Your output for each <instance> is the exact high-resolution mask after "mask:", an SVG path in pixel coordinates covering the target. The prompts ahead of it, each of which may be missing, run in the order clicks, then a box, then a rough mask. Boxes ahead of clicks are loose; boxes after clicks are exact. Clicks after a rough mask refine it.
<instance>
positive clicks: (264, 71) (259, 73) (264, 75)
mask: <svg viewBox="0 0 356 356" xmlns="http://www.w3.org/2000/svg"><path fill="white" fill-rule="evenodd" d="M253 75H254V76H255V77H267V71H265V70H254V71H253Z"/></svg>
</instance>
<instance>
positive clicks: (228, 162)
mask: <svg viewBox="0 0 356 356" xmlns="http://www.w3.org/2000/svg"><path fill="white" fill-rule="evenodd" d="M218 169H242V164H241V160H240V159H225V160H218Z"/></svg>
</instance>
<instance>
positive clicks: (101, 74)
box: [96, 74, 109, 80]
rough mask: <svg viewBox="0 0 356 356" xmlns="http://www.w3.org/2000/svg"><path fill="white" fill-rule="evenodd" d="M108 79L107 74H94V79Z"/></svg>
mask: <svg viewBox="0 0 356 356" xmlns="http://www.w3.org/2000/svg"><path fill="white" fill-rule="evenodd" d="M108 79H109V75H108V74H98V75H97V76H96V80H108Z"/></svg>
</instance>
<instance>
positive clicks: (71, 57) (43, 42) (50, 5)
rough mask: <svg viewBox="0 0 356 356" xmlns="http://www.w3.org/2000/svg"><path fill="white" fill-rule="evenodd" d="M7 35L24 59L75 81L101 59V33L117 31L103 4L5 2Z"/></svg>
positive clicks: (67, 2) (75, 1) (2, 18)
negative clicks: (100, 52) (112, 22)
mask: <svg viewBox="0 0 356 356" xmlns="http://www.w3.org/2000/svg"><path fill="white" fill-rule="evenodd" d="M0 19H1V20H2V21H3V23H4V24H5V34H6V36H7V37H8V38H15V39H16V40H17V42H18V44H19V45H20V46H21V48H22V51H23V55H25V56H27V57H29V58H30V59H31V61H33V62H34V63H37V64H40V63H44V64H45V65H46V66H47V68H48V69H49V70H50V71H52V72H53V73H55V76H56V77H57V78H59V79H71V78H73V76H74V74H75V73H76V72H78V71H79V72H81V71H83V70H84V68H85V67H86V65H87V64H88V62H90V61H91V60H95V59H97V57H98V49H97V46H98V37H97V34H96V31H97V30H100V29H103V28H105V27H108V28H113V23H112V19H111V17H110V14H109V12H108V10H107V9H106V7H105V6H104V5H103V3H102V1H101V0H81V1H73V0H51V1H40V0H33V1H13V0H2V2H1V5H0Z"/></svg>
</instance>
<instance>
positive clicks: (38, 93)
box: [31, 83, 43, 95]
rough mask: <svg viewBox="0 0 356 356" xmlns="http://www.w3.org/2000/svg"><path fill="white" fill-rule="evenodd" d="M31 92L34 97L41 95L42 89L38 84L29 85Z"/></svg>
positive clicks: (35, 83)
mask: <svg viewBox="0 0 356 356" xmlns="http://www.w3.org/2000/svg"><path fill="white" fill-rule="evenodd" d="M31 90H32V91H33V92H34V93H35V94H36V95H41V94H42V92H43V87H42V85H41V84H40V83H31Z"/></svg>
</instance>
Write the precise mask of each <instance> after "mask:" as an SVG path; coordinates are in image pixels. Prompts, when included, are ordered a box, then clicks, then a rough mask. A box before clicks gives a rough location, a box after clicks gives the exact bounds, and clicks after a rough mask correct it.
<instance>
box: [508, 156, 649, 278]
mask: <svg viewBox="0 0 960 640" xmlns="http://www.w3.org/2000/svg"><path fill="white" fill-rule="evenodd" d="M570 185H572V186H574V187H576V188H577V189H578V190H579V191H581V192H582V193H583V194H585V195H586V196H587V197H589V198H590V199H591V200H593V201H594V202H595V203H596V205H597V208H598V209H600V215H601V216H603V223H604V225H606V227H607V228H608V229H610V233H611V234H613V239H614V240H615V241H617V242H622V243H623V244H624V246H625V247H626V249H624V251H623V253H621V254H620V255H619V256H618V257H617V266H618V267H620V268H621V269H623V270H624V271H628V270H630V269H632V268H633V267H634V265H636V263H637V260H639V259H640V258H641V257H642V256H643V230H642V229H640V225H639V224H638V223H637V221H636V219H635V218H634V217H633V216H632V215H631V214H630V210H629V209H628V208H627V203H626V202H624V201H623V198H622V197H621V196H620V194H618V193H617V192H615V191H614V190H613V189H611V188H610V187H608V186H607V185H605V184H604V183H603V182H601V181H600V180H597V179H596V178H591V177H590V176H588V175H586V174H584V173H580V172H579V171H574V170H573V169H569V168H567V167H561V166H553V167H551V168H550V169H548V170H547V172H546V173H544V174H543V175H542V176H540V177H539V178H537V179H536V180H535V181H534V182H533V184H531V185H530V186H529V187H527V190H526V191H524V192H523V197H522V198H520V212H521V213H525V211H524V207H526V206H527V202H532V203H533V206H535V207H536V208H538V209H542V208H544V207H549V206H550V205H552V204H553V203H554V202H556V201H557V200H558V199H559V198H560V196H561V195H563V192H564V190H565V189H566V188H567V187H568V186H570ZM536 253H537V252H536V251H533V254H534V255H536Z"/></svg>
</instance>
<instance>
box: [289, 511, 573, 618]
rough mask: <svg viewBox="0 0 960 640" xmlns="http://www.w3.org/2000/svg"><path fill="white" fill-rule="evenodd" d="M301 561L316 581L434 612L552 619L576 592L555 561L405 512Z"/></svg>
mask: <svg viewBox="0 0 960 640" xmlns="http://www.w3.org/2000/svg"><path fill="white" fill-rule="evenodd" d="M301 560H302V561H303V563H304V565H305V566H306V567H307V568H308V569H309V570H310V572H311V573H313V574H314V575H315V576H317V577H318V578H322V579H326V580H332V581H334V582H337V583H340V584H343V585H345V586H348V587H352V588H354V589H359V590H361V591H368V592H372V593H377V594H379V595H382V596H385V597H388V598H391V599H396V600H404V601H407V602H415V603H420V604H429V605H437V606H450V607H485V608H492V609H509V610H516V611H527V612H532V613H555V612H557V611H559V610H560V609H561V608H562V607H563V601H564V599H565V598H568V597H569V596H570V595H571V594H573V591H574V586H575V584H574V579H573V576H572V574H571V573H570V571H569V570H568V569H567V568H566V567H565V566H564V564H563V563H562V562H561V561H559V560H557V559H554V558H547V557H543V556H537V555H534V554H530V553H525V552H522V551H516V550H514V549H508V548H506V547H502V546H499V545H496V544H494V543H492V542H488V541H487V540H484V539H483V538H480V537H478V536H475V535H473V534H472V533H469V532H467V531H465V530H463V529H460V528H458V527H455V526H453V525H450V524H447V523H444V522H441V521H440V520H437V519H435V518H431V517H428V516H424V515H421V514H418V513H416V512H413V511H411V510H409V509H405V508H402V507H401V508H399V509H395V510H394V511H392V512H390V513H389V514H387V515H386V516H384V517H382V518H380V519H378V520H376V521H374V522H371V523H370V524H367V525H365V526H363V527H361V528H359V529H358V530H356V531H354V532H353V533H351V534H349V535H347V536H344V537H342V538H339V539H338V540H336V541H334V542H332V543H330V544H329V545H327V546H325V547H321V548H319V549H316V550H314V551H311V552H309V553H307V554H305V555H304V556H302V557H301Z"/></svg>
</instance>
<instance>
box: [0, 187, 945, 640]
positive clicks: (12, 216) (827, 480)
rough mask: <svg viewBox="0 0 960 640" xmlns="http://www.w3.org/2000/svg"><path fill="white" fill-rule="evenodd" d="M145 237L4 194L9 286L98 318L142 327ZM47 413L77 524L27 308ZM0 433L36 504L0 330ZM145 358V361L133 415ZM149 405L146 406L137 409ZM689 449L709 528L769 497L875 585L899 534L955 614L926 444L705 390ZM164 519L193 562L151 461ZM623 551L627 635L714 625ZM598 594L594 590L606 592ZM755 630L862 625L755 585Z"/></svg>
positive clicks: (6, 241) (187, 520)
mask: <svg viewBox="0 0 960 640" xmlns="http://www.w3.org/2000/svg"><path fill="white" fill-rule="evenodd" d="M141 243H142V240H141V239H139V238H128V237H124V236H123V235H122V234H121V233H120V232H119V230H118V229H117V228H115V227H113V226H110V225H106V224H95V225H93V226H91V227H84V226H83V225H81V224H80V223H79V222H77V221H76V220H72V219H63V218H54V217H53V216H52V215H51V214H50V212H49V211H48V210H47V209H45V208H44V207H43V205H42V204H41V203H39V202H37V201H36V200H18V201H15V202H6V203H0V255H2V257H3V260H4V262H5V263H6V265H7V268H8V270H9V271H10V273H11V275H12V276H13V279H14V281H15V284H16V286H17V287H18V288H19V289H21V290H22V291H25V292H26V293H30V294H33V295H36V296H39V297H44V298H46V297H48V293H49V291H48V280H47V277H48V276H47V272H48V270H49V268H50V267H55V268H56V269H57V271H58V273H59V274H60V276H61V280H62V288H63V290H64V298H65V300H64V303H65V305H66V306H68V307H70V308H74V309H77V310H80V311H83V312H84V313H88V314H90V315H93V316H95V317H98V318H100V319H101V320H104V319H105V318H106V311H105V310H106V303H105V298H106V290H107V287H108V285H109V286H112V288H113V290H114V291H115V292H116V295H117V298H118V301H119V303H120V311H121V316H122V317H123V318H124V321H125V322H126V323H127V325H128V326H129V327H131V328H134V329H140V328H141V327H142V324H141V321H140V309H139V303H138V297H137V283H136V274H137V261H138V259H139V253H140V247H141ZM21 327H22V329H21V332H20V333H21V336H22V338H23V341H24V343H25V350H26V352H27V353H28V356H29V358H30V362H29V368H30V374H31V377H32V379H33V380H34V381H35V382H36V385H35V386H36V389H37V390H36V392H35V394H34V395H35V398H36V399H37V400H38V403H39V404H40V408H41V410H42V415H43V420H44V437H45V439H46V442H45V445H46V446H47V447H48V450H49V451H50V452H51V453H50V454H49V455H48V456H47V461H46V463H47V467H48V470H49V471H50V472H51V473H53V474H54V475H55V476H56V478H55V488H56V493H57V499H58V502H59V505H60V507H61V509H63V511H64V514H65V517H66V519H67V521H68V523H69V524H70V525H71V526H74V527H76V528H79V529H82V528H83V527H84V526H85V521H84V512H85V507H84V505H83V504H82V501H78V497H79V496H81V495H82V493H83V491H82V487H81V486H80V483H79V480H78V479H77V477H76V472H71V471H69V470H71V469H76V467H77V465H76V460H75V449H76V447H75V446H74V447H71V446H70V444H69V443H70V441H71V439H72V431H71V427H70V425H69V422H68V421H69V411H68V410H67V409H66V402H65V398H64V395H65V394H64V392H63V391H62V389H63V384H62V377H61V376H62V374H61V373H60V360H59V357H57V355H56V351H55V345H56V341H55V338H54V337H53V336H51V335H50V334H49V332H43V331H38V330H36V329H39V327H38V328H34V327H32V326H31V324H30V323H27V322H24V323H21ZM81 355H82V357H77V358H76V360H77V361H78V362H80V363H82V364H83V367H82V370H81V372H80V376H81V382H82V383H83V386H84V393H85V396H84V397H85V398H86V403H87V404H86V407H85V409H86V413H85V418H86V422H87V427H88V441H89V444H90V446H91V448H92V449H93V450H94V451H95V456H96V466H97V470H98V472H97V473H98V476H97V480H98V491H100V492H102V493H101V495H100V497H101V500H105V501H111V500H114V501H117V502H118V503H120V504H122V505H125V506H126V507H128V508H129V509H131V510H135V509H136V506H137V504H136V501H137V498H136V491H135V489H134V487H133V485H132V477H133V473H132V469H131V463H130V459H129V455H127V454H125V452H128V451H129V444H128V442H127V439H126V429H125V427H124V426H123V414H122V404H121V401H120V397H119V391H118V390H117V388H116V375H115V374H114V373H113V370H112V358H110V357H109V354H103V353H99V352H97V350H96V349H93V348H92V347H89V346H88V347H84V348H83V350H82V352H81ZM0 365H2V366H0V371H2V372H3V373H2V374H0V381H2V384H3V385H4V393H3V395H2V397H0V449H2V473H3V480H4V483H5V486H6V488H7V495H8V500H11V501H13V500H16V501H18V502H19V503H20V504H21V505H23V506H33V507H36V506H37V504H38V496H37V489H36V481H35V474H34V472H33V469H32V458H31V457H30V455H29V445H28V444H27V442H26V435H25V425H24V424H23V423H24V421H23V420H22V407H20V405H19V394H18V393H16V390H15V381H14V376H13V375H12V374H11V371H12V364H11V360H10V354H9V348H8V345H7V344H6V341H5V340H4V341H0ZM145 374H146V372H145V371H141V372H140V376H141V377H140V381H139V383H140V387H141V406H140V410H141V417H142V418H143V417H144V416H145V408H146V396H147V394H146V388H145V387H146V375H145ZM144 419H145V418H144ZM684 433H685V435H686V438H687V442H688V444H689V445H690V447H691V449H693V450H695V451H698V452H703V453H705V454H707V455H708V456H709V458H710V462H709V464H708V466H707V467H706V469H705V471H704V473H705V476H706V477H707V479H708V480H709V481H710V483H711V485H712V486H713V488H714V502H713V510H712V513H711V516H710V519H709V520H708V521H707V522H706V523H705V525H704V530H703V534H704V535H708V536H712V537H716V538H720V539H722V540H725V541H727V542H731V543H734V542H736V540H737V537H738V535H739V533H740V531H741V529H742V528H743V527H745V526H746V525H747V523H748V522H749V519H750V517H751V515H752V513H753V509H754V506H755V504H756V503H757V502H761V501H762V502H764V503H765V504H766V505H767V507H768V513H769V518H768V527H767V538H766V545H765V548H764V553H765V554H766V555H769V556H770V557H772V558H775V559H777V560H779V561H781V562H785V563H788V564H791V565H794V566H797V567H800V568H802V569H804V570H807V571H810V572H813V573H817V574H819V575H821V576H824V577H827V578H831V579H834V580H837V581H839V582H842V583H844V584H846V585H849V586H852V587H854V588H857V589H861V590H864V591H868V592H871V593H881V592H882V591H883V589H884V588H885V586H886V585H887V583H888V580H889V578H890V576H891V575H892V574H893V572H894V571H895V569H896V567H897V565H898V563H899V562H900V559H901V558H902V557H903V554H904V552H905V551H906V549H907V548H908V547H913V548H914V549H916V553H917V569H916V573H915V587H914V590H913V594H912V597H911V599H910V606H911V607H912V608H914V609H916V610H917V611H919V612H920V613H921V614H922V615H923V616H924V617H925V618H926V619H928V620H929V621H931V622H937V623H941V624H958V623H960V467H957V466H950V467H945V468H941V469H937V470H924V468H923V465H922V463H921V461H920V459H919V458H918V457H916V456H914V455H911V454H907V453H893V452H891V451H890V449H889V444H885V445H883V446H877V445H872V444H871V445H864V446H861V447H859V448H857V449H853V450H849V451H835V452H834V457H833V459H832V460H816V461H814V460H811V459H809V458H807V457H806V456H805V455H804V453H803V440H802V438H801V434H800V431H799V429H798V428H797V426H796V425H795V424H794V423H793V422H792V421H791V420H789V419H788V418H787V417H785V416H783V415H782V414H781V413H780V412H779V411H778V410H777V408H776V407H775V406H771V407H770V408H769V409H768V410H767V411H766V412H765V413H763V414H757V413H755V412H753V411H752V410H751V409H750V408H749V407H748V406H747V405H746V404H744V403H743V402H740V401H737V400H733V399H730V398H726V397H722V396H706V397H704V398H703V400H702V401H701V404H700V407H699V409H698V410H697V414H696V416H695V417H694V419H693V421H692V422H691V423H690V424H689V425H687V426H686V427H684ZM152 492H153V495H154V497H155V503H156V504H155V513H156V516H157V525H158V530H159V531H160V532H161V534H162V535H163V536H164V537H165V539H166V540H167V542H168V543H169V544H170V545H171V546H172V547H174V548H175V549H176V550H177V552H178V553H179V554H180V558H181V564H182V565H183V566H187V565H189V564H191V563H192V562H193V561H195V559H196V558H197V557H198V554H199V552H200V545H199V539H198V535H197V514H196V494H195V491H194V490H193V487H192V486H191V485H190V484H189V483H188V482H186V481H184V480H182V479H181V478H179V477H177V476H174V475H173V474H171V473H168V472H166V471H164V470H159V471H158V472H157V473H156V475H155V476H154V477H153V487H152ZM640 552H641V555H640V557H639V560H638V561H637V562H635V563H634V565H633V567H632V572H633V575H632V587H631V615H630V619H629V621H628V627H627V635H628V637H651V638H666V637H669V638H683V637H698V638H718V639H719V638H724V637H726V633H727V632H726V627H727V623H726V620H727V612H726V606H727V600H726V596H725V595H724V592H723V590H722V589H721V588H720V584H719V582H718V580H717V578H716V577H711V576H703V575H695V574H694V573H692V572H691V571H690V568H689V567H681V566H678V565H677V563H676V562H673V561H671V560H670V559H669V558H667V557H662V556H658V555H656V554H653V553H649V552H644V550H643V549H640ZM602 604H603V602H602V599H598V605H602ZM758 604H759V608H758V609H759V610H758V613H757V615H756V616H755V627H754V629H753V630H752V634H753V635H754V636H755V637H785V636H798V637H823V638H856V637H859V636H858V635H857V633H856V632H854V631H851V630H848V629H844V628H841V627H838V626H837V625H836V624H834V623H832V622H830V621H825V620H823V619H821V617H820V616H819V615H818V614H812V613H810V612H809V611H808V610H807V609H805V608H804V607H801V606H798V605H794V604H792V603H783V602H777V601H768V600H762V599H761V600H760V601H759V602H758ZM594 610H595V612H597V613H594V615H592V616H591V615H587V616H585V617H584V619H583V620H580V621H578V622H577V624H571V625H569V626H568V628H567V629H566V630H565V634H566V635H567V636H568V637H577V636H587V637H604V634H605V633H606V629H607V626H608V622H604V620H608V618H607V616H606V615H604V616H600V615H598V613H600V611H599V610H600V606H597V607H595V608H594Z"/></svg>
___
§ **Goal of the exercise**
Look through the entries for the string "after". Every line that has it belongs in the answer.

§ **Your solution**
Your output for each <instance> is the exact high-resolution mask after "mask:", an SVG path in pixel coordinates covering the target. The prompts ahead of it, each of which may be missing, run in the order clicks, then a box, then a rough mask. Boxes ahead of clicks are loose; boxes after clicks are exact. Clicks after a rough mask refine it.
Write the precise mask of each <instance> after "mask:" as an SVG path; coordinates are in image pixels. Prompts, when included, are ordered a box, then clicks, then a rough mask. A box before clicks gives a rough location, a box after clicks gives the exact bounds, and clicks after a rough mask correct it.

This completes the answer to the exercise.